* _Task details_: In the data below, find every line that has the string "concrete", and copy it.

Stored records:
———
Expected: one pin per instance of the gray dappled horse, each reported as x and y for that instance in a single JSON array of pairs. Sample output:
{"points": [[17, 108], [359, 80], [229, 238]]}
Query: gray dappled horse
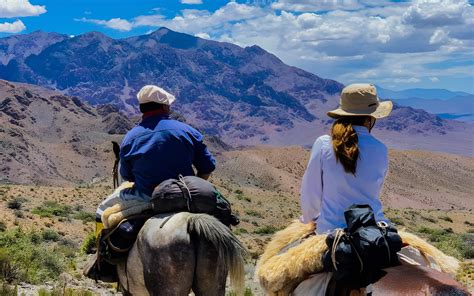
{"points": [[177, 253]]}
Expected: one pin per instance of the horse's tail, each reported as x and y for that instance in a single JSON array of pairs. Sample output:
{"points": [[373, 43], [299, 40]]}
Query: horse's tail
{"points": [[230, 251]]}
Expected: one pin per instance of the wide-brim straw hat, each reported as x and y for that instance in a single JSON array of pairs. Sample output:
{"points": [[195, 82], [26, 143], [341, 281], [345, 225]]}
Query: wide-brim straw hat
{"points": [[155, 94], [361, 100]]}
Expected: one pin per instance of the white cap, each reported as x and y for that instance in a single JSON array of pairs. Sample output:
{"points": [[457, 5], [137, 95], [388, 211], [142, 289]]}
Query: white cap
{"points": [[153, 93]]}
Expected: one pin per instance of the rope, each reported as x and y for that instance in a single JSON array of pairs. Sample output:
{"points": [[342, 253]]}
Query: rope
{"points": [[339, 234], [337, 238], [189, 199]]}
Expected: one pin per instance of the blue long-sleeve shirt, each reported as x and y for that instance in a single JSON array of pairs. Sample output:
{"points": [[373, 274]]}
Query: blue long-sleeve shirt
{"points": [[160, 148]]}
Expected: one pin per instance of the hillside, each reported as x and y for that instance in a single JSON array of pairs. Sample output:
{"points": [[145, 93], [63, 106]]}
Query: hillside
{"points": [[459, 107], [245, 96], [49, 138]]}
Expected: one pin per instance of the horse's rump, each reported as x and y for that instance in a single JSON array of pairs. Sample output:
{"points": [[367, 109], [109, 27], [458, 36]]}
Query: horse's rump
{"points": [[174, 251]]}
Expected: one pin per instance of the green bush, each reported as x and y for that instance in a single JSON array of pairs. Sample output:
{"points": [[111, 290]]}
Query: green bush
{"points": [[84, 216], [50, 235], [31, 259], [240, 231], [458, 245], [52, 208], [89, 245], [253, 213], [16, 203], [63, 291], [8, 290], [446, 218]]}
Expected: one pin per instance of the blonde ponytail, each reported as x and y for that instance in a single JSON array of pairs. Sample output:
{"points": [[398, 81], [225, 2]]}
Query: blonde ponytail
{"points": [[345, 142]]}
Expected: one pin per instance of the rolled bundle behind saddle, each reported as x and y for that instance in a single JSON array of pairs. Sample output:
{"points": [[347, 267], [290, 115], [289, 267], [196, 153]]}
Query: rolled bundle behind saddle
{"points": [[192, 194], [358, 253]]}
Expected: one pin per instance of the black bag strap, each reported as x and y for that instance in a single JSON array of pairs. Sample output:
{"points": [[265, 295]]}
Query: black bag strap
{"points": [[186, 193]]}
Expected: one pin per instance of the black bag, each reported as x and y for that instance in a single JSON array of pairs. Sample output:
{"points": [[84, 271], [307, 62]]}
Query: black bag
{"points": [[357, 254], [194, 195]]}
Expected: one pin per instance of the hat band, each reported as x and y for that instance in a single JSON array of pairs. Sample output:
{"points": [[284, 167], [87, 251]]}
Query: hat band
{"points": [[360, 110]]}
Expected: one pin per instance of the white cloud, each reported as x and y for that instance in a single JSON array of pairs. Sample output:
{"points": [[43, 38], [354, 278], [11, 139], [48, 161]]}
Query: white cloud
{"points": [[203, 35], [19, 8], [115, 23], [327, 5], [376, 40], [191, 1], [14, 27]]}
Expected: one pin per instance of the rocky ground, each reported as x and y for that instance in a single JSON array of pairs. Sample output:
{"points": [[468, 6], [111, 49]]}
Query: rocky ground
{"points": [[423, 189]]}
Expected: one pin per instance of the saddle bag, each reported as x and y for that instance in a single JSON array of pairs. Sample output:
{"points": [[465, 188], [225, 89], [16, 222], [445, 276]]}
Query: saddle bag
{"points": [[194, 195], [358, 253]]}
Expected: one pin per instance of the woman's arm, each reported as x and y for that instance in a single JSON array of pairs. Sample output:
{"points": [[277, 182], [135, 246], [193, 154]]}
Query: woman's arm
{"points": [[312, 185]]}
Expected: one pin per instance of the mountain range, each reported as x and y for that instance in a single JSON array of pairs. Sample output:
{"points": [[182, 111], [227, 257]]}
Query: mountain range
{"points": [[244, 96], [50, 138]]}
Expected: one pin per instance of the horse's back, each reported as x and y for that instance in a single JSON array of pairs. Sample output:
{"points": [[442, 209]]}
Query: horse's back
{"points": [[162, 259], [416, 280]]}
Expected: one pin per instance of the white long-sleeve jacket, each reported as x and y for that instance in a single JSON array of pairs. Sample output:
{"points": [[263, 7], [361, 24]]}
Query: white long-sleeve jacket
{"points": [[327, 190]]}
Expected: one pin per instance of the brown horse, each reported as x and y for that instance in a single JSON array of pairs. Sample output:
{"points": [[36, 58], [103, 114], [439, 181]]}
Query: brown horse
{"points": [[177, 253], [399, 281]]}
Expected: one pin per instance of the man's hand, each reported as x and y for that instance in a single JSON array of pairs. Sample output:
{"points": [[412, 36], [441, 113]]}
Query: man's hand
{"points": [[204, 176]]}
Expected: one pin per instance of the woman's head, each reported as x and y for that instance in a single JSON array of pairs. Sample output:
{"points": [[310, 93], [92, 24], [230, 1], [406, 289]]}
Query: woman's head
{"points": [[359, 105], [345, 141]]}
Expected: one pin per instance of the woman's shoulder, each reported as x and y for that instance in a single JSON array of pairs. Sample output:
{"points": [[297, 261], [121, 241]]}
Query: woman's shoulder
{"points": [[324, 140]]}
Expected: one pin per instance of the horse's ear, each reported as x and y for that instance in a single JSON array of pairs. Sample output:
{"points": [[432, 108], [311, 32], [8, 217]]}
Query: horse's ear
{"points": [[116, 148]]}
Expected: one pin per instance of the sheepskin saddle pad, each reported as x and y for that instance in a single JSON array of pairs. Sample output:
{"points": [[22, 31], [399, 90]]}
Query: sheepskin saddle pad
{"points": [[295, 253]]}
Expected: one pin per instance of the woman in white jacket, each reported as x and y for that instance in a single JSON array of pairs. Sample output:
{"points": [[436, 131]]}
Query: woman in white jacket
{"points": [[349, 166]]}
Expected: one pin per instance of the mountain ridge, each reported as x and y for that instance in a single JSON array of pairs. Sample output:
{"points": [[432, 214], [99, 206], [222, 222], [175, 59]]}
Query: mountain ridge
{"points": [[244, 95]]}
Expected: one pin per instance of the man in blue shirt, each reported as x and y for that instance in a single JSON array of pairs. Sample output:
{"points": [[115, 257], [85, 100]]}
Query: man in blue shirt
{"points": [[157, 149]]}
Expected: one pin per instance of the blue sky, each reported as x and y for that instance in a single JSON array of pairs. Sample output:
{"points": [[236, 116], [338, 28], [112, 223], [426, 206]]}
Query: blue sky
{"points": [[395, 44]]}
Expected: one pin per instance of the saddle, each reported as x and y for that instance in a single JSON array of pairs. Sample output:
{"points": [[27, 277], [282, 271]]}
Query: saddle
{"points": [[123, 221], [296, 252]]}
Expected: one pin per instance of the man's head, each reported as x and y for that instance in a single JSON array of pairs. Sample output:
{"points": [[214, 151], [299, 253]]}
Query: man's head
{"points": [[152, 97]]}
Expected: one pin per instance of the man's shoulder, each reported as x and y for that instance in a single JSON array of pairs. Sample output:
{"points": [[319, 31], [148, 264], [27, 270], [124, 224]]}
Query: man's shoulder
{"points": [[174, 124]]}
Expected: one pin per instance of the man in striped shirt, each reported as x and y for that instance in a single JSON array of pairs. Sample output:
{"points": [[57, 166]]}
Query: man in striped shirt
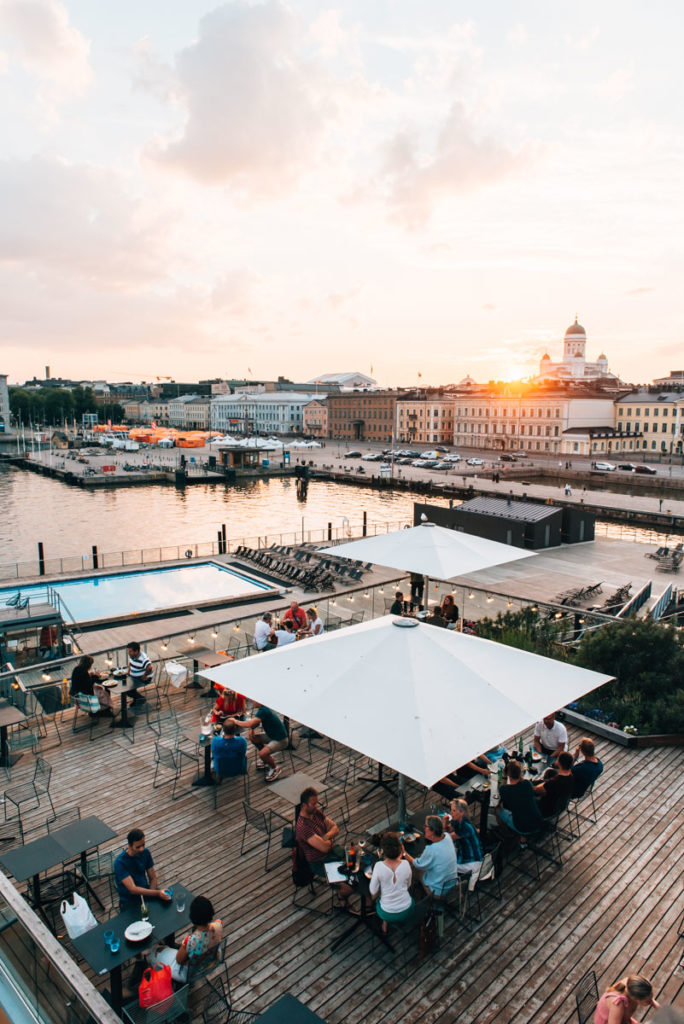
{"points": [[139, 670]]}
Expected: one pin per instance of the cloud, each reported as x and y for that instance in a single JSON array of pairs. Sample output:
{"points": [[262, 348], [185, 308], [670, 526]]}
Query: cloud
{"points": [[47, 46], [78, 220], [413, 180], [615, 86], [233, 292], [256, 105]]}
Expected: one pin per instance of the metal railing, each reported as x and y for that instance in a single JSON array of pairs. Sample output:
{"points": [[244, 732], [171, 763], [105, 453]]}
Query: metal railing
{"points": [[43, 980], [202, 549]]}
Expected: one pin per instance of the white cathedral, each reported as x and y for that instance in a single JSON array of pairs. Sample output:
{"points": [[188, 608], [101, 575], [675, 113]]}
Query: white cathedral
{"points": [[574, 366]]}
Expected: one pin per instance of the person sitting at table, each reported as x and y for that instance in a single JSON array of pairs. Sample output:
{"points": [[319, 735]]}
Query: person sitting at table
{"points": [[134, 871], [295, 615], [263, 639], [199, 948], [390, 881], [286, 634], [553, 794], [267, 733], [229, 752], [518, 810], [550, 737], [139, 670], [587, 771], [450, 611], [462, 830], [83, 679], [315, 627], [436, 866], [227, 704], [315, 835]]}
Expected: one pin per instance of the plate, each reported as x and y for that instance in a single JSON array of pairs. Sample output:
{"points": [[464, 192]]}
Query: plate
{"points": [[138, 931]]}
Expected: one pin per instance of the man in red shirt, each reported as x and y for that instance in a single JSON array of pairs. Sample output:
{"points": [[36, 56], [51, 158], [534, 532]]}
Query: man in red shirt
{"points": [[296, 615]]}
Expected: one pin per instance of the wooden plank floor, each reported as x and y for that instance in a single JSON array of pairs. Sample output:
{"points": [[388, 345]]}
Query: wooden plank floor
{"points": [[613, 905]]}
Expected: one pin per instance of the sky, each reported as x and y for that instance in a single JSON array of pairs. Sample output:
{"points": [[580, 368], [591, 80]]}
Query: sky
{"points": [[194, 189]]}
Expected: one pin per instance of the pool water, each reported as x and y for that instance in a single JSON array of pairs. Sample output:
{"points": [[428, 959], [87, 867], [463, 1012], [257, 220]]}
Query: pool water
{"points": [[150, 590]]}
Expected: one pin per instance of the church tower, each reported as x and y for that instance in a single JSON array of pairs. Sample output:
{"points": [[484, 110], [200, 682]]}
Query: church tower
{"points": [[575, 342]]}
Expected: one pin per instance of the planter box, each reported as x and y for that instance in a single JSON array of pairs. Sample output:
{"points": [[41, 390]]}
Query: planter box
{"points": [[616, 735]]}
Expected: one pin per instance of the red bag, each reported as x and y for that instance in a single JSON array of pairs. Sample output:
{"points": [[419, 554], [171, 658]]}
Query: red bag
{"points": [[156, 985]]}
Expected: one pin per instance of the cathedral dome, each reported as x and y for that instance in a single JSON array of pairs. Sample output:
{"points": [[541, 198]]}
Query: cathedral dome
{"points": [[575, 329]]}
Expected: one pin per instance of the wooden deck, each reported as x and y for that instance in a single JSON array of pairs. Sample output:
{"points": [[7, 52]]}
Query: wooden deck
{"points": [[613, 905]]}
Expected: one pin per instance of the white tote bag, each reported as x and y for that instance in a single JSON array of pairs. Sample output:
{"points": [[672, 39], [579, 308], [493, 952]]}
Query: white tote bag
{"points": [[78, 916]]}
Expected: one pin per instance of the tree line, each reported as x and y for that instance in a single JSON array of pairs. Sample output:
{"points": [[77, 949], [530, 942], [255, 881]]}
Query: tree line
{"points": [[53, 406]]}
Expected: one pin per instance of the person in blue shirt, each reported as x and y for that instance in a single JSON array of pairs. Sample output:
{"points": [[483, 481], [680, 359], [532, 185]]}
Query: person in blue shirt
{"points": [[462, 830], [134, 871], [229, 752], [436, 866]]}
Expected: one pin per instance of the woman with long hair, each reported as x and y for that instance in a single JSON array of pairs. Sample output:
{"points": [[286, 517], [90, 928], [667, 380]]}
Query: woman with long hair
{"points": [[618, 1003]]}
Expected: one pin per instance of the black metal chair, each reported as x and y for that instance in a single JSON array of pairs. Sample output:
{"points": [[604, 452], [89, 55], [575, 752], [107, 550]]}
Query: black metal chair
{"points": [[218, 1009], [265, 822], [586, 997], [39, 786]]}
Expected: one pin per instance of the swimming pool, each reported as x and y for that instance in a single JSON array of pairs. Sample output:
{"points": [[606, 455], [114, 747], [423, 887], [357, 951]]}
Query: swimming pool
{"points": [[92, 598]]}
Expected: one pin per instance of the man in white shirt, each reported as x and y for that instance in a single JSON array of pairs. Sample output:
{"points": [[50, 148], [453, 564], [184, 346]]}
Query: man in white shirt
{"points": [[262, 633], [550, 737]]}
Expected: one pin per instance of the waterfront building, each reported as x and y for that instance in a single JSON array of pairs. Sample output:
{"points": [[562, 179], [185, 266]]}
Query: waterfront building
{"points": [[573, 366], [595, 441], [314, 421], [362, 416], [346, 381], [189, 412], [656, 415], [425, 419], [270, 413], [529, 418]]}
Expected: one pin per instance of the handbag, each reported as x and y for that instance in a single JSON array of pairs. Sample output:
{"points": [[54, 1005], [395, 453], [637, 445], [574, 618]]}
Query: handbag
{"points": [[78, 916], [427, 936], [156, 985]]}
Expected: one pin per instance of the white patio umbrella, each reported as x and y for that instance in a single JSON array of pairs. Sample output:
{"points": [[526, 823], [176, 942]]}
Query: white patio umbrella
{"points": [[415, 697], [431, 550]]}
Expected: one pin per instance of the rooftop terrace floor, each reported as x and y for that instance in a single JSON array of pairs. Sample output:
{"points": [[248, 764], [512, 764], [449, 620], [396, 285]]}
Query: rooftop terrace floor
{"points": [[612, 906]]}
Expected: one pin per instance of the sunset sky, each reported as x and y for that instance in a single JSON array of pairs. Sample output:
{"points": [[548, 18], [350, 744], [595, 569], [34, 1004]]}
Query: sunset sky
{"points": [[198, 189]]}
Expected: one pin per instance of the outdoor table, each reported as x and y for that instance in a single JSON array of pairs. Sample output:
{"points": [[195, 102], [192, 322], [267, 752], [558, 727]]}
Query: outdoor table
{"points": [[121, 688], [163, 915], [202, 656], [291, 786], [378, 783], [288, 1010], [55, 848], [9, 715]]}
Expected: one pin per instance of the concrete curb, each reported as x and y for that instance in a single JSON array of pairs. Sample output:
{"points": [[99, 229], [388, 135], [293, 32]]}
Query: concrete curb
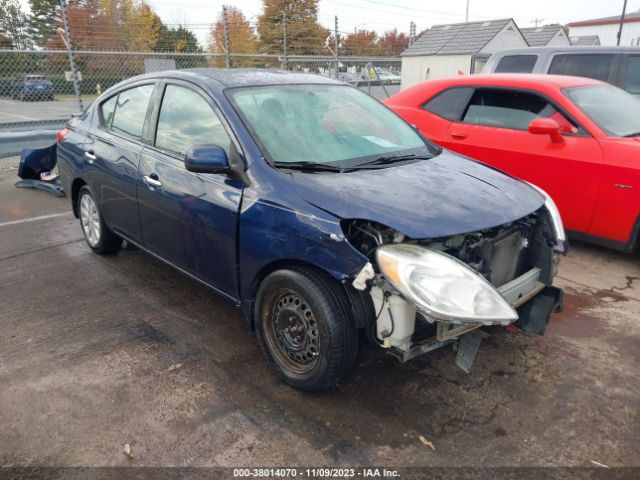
———
* _Your solution_:
Expected: one pin per instance of the concrete curb, each reported as x and y for that instance in a single JSON array of pairs. Sample output:
Query: concrete curb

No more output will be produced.